***** Given records

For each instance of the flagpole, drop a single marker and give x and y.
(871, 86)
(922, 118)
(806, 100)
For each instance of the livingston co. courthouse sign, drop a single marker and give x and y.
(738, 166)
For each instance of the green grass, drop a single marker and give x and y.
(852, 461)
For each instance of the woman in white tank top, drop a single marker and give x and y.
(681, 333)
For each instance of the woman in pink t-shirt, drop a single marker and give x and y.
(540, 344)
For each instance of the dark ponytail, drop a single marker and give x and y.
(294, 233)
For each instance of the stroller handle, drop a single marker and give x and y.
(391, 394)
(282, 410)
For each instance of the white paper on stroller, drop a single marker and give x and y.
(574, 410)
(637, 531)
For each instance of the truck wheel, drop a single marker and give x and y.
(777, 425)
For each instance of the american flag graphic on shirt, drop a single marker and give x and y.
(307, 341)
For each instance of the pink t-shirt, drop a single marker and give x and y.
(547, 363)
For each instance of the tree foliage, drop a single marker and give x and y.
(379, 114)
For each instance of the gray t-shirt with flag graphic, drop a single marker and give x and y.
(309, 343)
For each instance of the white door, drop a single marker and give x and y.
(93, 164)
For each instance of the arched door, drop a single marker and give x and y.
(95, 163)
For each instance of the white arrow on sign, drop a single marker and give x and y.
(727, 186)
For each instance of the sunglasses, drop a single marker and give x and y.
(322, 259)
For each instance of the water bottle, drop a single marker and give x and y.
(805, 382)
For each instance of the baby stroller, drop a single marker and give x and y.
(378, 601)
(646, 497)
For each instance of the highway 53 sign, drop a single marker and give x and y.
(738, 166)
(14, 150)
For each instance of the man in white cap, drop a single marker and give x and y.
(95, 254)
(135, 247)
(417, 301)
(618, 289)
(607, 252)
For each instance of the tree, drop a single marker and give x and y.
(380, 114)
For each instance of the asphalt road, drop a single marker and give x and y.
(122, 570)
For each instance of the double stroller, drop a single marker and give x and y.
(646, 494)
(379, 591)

**********

Every line from the one that contains "For each instance of the white arrow" down to and including the last line of the records above must be set down exactly, with nothing else.

#### Result below:
For each instance of the white arrow on sign, drop a single marker and give x and y.
(727, 186)
For each instance of the sunglasses, drop a single marker and give x and y.
(322, 259)
For each instance of the water bottle, drop a single marker and give x and y.
(805, 382)
For each instance of the baby stroller, drop a single marker and give x and y.
(378, 601)
(646, 497)
For each instance of the highway 53 sign, drop a single marker and give x and y.
(738, 166)
(14, 150)
For each instance of the man in white cap, drop a single marker and give x and y.
(95, 254)
(135, 247)
(417, 301)
(618, 289)
(607, 252)
For each instance of the tree, drop a single marker and give x and y.
(380, 114)
For each instance of the asphalt road, drop a single marker and give x and y.
(122, 570)
For each instance of the double stroller, drop a single marker and give x and y.
(646, 494)
(379, 591)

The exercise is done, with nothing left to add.